**GIVEN TEXT:**
*****
L.A. native Jack Flaherty excited for Dodgers, downplays back concerns

Jack Flaherty wasn’t exactly hoping the Dodgers would trade for him this week.

When the Los Angeles native, Harvard-Westlake product and childhood Dodgers fan first learned he was being sent to his hometown team, the sentimental meaning didn’t immediately hit him either.

“It’s kind of the business of the game,” said Flaherty, the resurgent veteran pitcher the Dodgers acquired from the Detroit Tigers for two prospects minutes before Tuesday’s trade deadline. “You end up where you end up.”

A day removed from the uncertainty of the deadline, however, Flaherty was already feeling grateful to have ended up in L.A.

“It didn’t really sink in until I got on the phone with my mom yesterday and she brought up some things,” Flaherty said Wednesday, in his first media scrum as a member of the Dodgers. “I think everyone deep down wants to play for their hometown team. [So] getting the opportunity to is just special.”

Flaherty will make his Dodgers debut on Saturday in Oakland, manager Dave Roberts announced Wednesday. After that, he’ll be expected to continue the strong first-half form he displayed in Detroit, where he went 7-5 with a 2.95 ERA to become the best pitcher moved at this year’s deadline.

The Dodgers will need that level of production, hopeful that Flaherty will reinforce a starting rotation that has been decimated by injuries and lacking many obvious postseason options.

“You want to be part of a team with those expectations,” Flaherty said. “That’s what I came up with in St. Louis, expecting to win, wanting to win, being a part of that. If they bring me in for that, then hopefully I can contribute in as many ways as possible.”

Indeed, Flaherty has experienced postseason pressure before.

As a Cy Young candidate with the St. Louis Cardinals in 2019, when he had a career-best 2.75 ERA, he made three starts in the club’s run to the National League Championship Series.
*****
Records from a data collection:
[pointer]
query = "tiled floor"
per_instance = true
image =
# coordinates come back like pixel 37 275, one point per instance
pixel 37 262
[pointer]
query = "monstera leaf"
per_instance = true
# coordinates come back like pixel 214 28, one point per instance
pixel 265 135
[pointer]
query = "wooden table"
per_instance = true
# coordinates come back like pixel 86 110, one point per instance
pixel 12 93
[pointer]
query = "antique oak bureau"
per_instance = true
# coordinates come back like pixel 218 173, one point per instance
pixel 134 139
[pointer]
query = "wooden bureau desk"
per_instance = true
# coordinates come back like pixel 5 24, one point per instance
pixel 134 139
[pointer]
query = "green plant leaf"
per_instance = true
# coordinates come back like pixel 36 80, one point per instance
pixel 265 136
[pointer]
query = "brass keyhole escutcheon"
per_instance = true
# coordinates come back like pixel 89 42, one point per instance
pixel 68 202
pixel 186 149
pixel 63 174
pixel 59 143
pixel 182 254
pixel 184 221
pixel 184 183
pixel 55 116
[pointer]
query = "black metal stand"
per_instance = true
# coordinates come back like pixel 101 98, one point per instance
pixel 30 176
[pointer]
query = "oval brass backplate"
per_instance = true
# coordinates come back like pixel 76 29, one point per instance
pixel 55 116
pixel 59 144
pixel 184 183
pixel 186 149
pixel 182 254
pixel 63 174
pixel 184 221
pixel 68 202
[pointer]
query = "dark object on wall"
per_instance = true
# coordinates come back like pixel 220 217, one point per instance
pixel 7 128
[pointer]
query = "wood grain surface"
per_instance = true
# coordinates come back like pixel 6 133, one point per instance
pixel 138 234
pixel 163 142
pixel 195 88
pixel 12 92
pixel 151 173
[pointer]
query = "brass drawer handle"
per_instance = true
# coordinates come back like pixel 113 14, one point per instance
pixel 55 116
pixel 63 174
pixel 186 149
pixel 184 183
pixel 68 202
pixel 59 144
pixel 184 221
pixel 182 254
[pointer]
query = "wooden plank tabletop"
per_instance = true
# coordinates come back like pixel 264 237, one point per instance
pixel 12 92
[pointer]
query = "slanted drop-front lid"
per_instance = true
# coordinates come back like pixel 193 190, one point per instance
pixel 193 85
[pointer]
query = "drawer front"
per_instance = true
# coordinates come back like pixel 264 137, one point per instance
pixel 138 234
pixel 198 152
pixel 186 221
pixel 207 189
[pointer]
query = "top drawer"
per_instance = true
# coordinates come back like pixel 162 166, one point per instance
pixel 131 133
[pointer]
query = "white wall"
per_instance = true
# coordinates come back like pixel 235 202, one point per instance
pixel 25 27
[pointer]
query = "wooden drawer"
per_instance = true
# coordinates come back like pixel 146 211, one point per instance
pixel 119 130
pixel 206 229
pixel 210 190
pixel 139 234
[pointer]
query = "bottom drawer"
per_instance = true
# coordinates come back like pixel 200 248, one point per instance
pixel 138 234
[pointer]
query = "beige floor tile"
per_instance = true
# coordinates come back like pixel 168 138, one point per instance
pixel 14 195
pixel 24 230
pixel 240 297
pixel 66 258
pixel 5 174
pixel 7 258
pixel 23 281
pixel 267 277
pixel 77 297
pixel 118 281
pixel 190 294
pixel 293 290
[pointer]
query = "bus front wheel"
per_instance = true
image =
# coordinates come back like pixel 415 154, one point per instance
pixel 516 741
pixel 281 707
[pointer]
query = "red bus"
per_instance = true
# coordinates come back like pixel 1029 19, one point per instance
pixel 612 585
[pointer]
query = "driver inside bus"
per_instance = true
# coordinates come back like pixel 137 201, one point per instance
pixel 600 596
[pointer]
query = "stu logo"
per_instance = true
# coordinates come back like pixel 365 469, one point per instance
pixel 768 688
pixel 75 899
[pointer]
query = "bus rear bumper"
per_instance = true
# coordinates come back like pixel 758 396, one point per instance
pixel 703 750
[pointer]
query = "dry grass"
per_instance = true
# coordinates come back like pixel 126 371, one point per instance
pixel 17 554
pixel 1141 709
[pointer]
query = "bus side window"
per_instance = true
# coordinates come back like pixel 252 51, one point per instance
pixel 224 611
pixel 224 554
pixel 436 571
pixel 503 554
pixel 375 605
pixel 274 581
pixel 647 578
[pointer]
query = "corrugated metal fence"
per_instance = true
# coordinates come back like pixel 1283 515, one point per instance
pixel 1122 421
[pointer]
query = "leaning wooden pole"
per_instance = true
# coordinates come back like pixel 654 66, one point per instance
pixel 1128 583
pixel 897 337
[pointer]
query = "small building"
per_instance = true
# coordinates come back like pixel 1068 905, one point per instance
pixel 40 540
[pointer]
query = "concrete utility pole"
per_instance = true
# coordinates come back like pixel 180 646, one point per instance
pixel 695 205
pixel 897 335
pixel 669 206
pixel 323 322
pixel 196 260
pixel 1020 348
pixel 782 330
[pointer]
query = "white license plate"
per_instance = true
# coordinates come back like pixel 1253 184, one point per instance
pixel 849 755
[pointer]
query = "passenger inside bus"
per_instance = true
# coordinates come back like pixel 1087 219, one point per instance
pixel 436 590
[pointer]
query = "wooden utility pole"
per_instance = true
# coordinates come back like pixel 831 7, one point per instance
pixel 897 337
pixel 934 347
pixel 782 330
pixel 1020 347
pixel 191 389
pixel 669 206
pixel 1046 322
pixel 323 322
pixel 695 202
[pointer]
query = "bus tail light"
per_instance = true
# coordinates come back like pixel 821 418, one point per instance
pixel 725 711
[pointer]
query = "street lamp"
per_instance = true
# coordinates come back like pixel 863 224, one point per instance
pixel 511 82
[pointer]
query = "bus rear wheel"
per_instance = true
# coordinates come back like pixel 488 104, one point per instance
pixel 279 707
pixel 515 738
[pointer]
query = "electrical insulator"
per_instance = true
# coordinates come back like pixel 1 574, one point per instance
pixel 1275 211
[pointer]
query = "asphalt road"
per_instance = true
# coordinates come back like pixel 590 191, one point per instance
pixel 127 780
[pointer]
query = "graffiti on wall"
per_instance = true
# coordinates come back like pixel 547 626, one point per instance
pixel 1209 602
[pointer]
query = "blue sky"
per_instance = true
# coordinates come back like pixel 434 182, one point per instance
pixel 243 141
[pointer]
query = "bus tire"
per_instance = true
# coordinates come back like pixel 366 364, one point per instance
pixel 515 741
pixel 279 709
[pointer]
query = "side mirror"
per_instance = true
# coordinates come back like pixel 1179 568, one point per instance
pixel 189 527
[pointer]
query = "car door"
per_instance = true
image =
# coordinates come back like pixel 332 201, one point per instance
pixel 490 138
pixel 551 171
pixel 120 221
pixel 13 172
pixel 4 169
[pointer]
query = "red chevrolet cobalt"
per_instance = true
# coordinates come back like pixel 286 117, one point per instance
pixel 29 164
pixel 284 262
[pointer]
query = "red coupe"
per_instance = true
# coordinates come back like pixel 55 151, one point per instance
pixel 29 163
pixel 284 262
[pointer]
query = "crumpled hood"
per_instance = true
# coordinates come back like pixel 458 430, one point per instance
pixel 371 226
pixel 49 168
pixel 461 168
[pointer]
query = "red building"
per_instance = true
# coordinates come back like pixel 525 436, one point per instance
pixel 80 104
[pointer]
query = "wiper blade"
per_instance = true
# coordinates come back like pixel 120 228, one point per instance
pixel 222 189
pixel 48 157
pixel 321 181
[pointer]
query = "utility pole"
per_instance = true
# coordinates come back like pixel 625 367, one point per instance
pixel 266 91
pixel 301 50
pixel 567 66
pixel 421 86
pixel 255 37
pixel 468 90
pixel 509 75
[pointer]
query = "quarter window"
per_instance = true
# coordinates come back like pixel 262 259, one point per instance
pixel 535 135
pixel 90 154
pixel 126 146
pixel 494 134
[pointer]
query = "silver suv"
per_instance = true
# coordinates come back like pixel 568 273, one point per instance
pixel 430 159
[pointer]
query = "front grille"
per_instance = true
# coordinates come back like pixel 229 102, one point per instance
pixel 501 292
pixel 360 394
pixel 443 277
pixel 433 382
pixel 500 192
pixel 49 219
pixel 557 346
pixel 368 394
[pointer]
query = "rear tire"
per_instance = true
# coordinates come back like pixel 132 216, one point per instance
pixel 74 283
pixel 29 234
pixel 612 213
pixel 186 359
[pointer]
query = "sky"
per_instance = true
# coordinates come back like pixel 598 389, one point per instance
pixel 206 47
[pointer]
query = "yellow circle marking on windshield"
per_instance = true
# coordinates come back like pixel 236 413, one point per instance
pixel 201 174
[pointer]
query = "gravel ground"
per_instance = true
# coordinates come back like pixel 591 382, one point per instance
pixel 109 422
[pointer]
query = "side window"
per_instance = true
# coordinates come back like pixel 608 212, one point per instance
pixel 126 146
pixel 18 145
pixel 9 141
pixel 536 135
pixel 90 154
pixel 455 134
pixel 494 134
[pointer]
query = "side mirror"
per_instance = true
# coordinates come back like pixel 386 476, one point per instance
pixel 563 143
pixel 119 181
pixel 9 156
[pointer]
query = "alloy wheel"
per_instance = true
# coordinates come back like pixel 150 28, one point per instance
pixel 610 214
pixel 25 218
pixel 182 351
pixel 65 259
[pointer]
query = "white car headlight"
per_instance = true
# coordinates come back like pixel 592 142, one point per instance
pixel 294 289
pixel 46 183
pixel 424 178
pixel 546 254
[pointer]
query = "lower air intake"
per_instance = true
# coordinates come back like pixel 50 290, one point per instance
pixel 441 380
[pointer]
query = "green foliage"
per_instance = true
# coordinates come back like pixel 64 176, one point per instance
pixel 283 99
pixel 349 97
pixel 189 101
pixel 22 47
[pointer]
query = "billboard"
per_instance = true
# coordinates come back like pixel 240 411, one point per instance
*****
**EXERCISES TO COMPLETE:**
a: Using the Flaherty article, decide whether each statement agrees with it. Answer yes or no and quote the deciding words: (i) Flaherty's first game for the Dodgers is set for Saturday in Oakland. (ii) The Dodgers got Flaherty in a trade with the St. Louis Cardinals. (iii) Flaherty's ERA in 2019 was the best of his career.
b: Translate this sentence from the Flaherty article into Spanish: "A day removed from the uncertainty of the deadline, however, Flaherty was already feeling grateful to have ended up in L.A."
These records have no connection to the article about Jack Flaherty.

**CORRECT ANSWERS:**
a:
(i) Yes: "Flaherty will make his Dodgers debut on Saturday in Oakland"
(ii) No: "the Dodgers acquired from the Detroit Tigers for two prospects"
(iii) Yes: "in 2019, when he had a career-best 2.75 ERA"

b: Sin embargo, un día después de la incertidumbre de la fecha límite, Flaherty ya se sentía agradecido de haber terminado en Los Ángeles.